▶ Problem details: Extend the guide to IOTA Full nodes, picking up right after its final sentence.

▶ Document segment:
These instructions are for advanced users. If you just need a local development environment, you should instead follow the instructions in Create a Local IOTA Network to create a local Full node, validators, and faucet.

IOTA Full nodes validate blockchain activities, including transactions, checkpoints, and epoch changes. Each Full node stores and services the queries for the blockchain state and history.

This role enables validators to focus on servicing and processing transactions. When a validator commits a new set of transactions (or a block of transactions), the validator pushes that block to all connected Full nodes that then service the queries from clients.

Features

IOTA Full nodes:

  • Track and verify the state of the blockchain, independently and locally.
  • Serve read requests from clients.

State synchronization

IOTA Full nodes sync with validators to receive new transactions on the network.

A transaction requires a few round trips to 2f+1 validators to form a transaction certificate (TxCert).

This synchronization process includes:

  1. Following 2f+1 validators and listening for newly committed transactions.
  2. Making sure that 2f+1 validators recognize the transaction and that it reaches finality.
  3. Executing the transaction locally and updating the local DB.

This synchronization process requires listening to at a minimum 2f+1 validators to ensure that a Full node has properly processed all new transactions. IOTA will improve the synchronization process with the introduction of checkpoints and the ability to synchronize with other Full nodes.

Architecture

An IOTA Full node is essentially a read-only view of the network state. Unlike validator nodes, Full nodes cannot sign transactions, although they can validate the integrity of the chain by re-executing transactions that a quorum of validators previously committed.

Today, an IOTA Full node maintains the full history of the chain.

Validator nodes store only the latest transactions on the frontier of the object graph (for example, transactions with >0 unspent output objects).

Full node setup

Follow the instructions here to run your own IOTA Full node.

Hardware requirements

Suggested minimum hardware to run an IOTA Full node:

  • CPUs: 8 physical cores / 16 vCPUs
  • RAM: 128 GB
  • Storage (SSD): 4 TB NVMe drive

Software requirements

IOTA recommends running IOTA Full nodes on Linux. IOTA supports the Ubuntu and Debian distributions. You can also run an IOTA Full node on macOS.

[Contour annotation listing]
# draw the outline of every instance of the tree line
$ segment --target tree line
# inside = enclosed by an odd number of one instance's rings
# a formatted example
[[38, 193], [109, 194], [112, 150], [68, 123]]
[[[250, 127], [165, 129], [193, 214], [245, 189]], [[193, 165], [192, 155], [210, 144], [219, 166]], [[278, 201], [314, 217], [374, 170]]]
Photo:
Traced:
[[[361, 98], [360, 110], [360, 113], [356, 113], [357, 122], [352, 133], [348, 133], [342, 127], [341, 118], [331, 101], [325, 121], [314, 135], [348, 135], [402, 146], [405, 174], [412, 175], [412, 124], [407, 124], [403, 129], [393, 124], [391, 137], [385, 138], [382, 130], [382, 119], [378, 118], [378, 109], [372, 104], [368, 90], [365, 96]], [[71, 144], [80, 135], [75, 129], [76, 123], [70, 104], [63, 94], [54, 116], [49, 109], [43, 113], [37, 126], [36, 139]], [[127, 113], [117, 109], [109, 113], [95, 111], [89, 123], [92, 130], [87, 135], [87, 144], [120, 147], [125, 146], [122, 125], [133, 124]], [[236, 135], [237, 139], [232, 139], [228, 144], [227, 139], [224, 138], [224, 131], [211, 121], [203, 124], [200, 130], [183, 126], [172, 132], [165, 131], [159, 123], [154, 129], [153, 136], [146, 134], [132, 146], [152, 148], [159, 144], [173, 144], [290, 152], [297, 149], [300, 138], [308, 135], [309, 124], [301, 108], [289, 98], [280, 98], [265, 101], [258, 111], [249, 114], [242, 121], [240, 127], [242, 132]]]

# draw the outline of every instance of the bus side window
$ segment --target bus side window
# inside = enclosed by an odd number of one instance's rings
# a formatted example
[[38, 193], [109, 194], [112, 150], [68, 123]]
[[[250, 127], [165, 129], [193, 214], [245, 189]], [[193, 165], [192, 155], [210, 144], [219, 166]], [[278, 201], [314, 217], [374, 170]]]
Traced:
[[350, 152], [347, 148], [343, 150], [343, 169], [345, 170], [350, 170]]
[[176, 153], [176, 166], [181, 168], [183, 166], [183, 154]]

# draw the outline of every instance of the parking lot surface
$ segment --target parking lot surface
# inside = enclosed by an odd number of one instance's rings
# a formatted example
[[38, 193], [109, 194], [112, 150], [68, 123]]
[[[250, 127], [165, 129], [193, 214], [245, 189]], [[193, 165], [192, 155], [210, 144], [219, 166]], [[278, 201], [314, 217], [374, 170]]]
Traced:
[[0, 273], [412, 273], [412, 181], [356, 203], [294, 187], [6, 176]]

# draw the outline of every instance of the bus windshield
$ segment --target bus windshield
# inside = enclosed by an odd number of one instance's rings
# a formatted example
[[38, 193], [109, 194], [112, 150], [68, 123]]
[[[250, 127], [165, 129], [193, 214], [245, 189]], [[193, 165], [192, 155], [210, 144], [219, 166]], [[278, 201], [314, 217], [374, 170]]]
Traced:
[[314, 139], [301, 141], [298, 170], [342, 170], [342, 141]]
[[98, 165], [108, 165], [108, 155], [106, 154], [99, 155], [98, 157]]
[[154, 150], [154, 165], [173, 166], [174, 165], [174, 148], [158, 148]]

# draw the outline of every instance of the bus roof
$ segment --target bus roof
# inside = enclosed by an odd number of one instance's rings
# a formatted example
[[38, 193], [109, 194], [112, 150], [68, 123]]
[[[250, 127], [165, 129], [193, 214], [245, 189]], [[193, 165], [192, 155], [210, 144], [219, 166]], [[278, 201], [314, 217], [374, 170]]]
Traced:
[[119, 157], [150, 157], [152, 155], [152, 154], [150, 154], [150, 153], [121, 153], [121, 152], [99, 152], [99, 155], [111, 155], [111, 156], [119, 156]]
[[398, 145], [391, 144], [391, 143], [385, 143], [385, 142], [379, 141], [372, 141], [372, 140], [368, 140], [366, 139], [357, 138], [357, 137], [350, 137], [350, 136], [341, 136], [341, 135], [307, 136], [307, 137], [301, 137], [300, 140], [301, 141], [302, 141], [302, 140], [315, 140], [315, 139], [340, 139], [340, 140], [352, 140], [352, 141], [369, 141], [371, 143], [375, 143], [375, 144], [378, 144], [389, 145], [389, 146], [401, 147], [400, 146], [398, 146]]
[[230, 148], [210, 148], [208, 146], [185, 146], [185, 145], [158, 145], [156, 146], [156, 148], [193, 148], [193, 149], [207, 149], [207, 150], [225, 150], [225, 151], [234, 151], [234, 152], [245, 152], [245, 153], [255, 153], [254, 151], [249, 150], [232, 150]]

▶ Task response:
Make sure to update Rust.

Use the following command to install additional Linux dependencies.

sudo apt-get update \
&& sudo apt-get install -y --no-install-recommends \
tzdata \
libprotobuf-dev \
ca-certificates \
build-essential \
libssl-dev \
libclang-dev \
libpq-dev \
pkg-config \
openssl \
protobuf-compiler \
git \
clang \
cmake

Configure a Full node

You can configure an IOTA Full node either using Docker or by building from source.

Using Docker Compose

Follow the instructions in the Full node Docker Readme to run an IOTA Full node using Docker, including resetting the environment.

Setting up a local IOTA repository

You must get the latest source files from the IOTA GitHub repository.

  1. Set up your fork of the IOTA repository:
    1. Go to the IOTA repository on GitHub and click the Fork button in the top right-hand corner of the screen.
    2. Clone your personal fork of the IOTA repository to your local machine (ensure that you insert your GitHub username into the URL): git clone https://github.com/<YOUR-GITHUB-USERNAME>/iota.git
  2. cd into your iota repository: cd iota
  3. Set up the IOTA repository as a git remote: git remote add upstream https://github.com/iotaledger/iota
  4. Sync your fork: git fetch upstream
  5. Check out the branch associated with the network version you want to run (for example, devnet to run a Devnet Full node): git checkout --track upstream/<BRANCH-NAME>

Setting up a Full node from source

Open a terminal or console to the iota directory you downloaded in the previous steps to complete the following:

  1. Install the required prerequisites.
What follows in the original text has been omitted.